● Stated task: Render the lines of these records as a numbered list, dropping any blank lines and leaving the pictures out.

● Material for this task:
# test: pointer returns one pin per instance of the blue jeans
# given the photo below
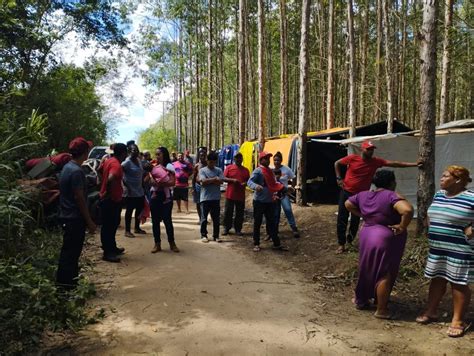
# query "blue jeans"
(285, 203)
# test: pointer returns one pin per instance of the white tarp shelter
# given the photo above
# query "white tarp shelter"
(453, 146)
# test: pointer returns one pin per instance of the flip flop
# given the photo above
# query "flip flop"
(363, 306)
(426, 319)
(458, 331)
(383, 316)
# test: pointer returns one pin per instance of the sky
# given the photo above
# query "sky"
(136, 115)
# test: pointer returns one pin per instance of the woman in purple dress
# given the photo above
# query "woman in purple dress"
(382, 240)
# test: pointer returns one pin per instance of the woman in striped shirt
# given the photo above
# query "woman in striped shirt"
(451, 254)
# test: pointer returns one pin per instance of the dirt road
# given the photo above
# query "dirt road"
(206, 300)
(223, 299)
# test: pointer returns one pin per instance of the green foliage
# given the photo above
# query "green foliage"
(29, 301)
(156, 136)
(69, 97)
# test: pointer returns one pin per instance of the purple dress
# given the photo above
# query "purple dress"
(380, 251)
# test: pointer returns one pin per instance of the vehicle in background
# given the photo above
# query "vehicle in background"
(97, 152)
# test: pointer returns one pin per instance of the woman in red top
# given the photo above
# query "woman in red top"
(237, 177)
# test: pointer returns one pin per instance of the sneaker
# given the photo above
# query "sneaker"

● Completed exercise:
1. # test: pointer returns one pin per instance of the blue jeans
2. # given the photo below
3. # query "blue jeans"
4. (285, 203)
5. # test: pointer returns one pin per instance of the white tarp shelter
6. # given the photo above
7. # query "white tarp shelter"
8. (453, 146)
9. # test: pointer returns one pin per instance of the flip flop
10. # given the photo above
11. # query "flip flop"
12. (363, 306)
13. (426, 319)
14. (458, 331)
15. (383, 316)
16. # test: pointer returns one pin per instance of the sky
17. # given the photo above
18. # query "sky"
19. (136, 115)
20. # test: pointer returns one pin per instance of the woman in purple dress
21. # given the photo above
22. # query "woman in purple dress"
23. (382, 240)
24. # test: pointer returns one pin per instance of the woman in striped shirt
25. # given the photo above
26. # query "woman in striped shirt"
27. (451, 254)
28. # test: pointer returns one pin per instance of the dirt road
29. # given the photo above
30. # query "dirt road"
31. (206, 300)
32. (223, 299)
33. # test: pointer returns one pin per instance of the green foliage
34. # given the photo above
35. # query "green foliage"
36. (29, 301)
37. (156, 136)
38. (69, 97)
39. # test: pointer returns one pin per instance of the purple dress
40. # given the photo above
41. # query "purple dress"
42. (380, 251)
43. # test: pointer returns one pin per instance of the vehicle in background
44. # given the photo above
45. # query "vehicle in background"
46. (97, 152)
47. # test: pointer returns one pin per instance of the woman in red top
48. # given the photo above
49. # query "woman in red top"
50. (237, 177)
51. # test: pointer returns one pin per instance of the sneaker
52. # given the photo above
53. # query "sneaker"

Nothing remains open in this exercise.